### Texto extraído
********

Yo tuve un tío que no era un cabrón. Era encantador, divertido, guapísimo, un playboy mítico, idéntico a Julio Iglesias. Se llamaba John Bayly. La última vez que lo vi estaba en un restaurante de San Isidro con su novia y me llamó a la mesa y me invitó a sangría y pizzas. Era un gran tipo John Bayly: seductor profesional, risueño, alegre, jodedor, amante de la buena vida, siempre riendo, bebiendo y alegrándole la vida a la gente mustia y pusilánime. Era un ganador en toda la línea. Nunca olvidaré la noche que me dejó conducir su auto rojo deportivo último modelo (un Alfa Romeo). Murió joven, de cáncer.
Mi hermano Miguel es un cabrón de mala entraña, un subnormal, un oligofrénico, un macho vacuno castrado. De niño le dieron tantas pastillas y palizas que ahora es un asno que rebuzna. Ha robado todo lo que ha podido hurtar, tiene una larga carrera en el mundo del hampa (una vez me llamó una chica en Miami diciéndome llorosa que Miguel le había robado su colchón). Ahora dice que es empresario. Dice que alquila autos. Dice que se ha reformado. Además le dice a mi madre (y ya se sabe que mi madre se cree todo lo que le dicen) que es creyente en el Opus Dei y luego lo encuentran en discotecas patibularias con señoritas que se ganan la vida posando en calendarios eróticos que cuelgan los mecánicos en sus talleres para hacerse una paja fugaz, aceitosa, mientras están echados debajo del auto averiado.

********

### Datos extraídos
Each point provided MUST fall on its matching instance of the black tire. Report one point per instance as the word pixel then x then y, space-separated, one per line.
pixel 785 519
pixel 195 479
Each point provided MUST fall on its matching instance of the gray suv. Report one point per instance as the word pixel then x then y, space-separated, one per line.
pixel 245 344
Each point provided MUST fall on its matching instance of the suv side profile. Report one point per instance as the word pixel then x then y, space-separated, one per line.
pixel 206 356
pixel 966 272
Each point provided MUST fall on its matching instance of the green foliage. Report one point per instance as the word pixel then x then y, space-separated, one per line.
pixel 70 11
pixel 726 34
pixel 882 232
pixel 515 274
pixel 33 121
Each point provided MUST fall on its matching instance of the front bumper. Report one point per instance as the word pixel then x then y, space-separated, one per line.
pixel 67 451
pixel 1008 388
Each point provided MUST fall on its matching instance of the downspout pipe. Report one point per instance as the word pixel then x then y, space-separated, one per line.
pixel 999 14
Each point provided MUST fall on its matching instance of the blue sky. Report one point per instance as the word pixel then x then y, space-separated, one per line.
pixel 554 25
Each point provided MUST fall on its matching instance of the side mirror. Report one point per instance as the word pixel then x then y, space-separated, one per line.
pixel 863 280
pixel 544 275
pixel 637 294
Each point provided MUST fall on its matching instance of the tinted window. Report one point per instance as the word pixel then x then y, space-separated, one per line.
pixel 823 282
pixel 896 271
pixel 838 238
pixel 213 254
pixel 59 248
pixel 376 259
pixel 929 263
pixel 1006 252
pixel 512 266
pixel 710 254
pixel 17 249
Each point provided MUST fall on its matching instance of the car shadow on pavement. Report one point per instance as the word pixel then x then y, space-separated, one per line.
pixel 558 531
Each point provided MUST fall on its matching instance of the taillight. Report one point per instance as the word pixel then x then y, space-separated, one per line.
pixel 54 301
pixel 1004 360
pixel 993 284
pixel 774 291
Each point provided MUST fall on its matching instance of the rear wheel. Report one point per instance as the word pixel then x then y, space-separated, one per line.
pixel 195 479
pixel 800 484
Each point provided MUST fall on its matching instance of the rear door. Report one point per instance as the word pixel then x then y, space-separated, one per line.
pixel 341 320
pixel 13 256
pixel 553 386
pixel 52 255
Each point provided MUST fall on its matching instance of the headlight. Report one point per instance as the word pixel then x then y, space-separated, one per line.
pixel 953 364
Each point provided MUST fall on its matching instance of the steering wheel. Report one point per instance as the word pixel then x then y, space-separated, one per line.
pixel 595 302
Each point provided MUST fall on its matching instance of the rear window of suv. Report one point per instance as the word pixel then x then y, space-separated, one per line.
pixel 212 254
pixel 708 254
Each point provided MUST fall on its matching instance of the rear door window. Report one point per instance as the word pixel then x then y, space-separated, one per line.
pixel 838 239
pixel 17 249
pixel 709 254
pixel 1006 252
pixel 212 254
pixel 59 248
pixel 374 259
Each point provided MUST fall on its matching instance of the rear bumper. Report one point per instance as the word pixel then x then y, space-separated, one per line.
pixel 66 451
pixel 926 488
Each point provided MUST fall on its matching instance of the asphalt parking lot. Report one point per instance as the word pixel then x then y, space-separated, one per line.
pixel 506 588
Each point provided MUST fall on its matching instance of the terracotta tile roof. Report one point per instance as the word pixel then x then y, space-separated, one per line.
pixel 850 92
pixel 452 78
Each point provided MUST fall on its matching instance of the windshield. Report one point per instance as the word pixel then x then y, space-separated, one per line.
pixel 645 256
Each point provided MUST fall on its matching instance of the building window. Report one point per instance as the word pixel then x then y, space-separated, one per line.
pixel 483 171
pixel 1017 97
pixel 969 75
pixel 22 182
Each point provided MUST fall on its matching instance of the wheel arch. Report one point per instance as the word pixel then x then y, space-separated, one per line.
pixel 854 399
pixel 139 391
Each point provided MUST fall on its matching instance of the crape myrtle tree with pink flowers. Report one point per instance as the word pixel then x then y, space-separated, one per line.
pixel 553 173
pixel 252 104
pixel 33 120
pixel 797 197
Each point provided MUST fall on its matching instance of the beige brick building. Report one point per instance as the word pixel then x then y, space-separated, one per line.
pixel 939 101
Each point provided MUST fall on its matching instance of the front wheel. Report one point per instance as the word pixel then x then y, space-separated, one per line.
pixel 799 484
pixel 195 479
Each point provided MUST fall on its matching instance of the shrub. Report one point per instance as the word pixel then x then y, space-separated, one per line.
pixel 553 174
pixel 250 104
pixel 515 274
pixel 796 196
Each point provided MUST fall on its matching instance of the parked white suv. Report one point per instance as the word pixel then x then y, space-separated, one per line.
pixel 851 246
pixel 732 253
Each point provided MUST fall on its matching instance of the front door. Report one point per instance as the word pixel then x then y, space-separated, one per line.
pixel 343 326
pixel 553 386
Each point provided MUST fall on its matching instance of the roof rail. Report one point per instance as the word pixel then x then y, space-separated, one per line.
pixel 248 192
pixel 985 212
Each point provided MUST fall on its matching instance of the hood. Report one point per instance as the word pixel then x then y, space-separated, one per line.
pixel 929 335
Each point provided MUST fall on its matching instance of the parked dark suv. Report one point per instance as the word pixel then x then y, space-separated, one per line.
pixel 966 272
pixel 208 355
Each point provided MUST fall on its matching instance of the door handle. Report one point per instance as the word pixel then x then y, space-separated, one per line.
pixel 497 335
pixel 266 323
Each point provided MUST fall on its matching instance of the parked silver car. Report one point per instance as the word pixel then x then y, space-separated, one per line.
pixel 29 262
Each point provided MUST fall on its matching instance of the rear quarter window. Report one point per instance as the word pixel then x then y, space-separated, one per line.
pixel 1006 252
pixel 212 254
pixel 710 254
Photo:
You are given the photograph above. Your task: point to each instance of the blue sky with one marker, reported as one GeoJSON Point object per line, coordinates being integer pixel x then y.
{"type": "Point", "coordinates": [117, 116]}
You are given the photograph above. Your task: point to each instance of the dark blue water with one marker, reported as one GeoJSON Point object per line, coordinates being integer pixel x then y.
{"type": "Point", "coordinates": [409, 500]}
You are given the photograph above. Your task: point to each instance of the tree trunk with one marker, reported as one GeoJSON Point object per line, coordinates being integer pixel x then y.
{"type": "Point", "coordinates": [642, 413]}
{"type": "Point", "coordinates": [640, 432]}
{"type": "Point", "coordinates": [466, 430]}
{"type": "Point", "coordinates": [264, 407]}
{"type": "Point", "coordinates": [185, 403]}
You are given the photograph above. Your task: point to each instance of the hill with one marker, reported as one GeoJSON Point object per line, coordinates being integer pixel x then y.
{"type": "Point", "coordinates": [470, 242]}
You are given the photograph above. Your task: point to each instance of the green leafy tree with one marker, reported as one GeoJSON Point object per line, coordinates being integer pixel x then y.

********

Continúa el texto sobre el tío John Bayly y el hermano Miguel a partir de su última oración. Los datos no tienen ninguna relación con esto.

Álvaro Vargas Losa, con su cara de intelectual sabihondo y estreñido que se ha nombrado presidente moral del mundo y dalái lama del liberalismo global (y corresponsal de La Tercera, cuyo director me dijo una vez en Washington, en tono engolado y sentencioso: “¡Piñera no será nunca presidente de Chile!”), es el cabrón de peor entraña que conozco. Mal bicho, culebra escamosa, intrigante, traidor, creo que no le cae bien a ninguno de los amigos que fuimos sus amigos y lo recordamos como si fuera la sífilis o la gonorrea.
Mario Vargas Llosa es también un cabrón de mala entraña (o lo ha sido conmigo hasta un punto en que colmó mi paciencia), pero se le disculpa porque tuvo un padre que fue un abusador y porque ha hecho una carrera amorosa en el incesto, primero con la tía, después con la prima hermana, lo que me parece que humaniza sus rasgos de cabrón de mala entraña y demuestra que al menos ama a su familia, o a la parte de su familia que puede seducir. Solo por eso (y por algunos de sus libros) le tengo simpatía.
Naturalmente, yo también soy un cabrón de mala entraña y cultivo el rencor como una forma de arte incomprendido y cuando sea presidente me ocuparé de vengarme de todos estos cabrones. Mi padre ya está muerto, pero los demás (a saber: el tío Bobby amariconado y avaro y cruel y mamón de Alan; el tío Carlos macerado en vino; la tía Lucy y su esposo, enanos imperceptibles al ojo humano; el Gandhi de nuestro tiempo, Álvaro Vargas Llosa, predicador de la virtud y la sabiduría y tan leal como una hiena hambrienta; el premio Nobel del Incesto, Mario Vargas Llosa, preclaro pensador liberal y matón aficionado que le zampó un puñete a García Márquez en un teatro mexicano, haciendo un hiato creativo en su flemática tolerancia liberal: si él se había cepillado a su tía y a su prima hermana, ¿no podía comprender que Gabo deseara a la mujer del prójimo) se las verán conmigo cuando sea presidente: a Bobby lo obligaré a tocar una vagina; al tío Carlos le daré de beber solo agua; a la enana y su esposo los encerraré en su mesita de noche; al Gandhi de nuestro tiempo lo nombraré embajador en Puerto Príncipe y a su padre lo someteré a un combate a 12 asaltos con la boxeadora peruana Kina Malpartida, alias ‘la Vengadora de Gabo’.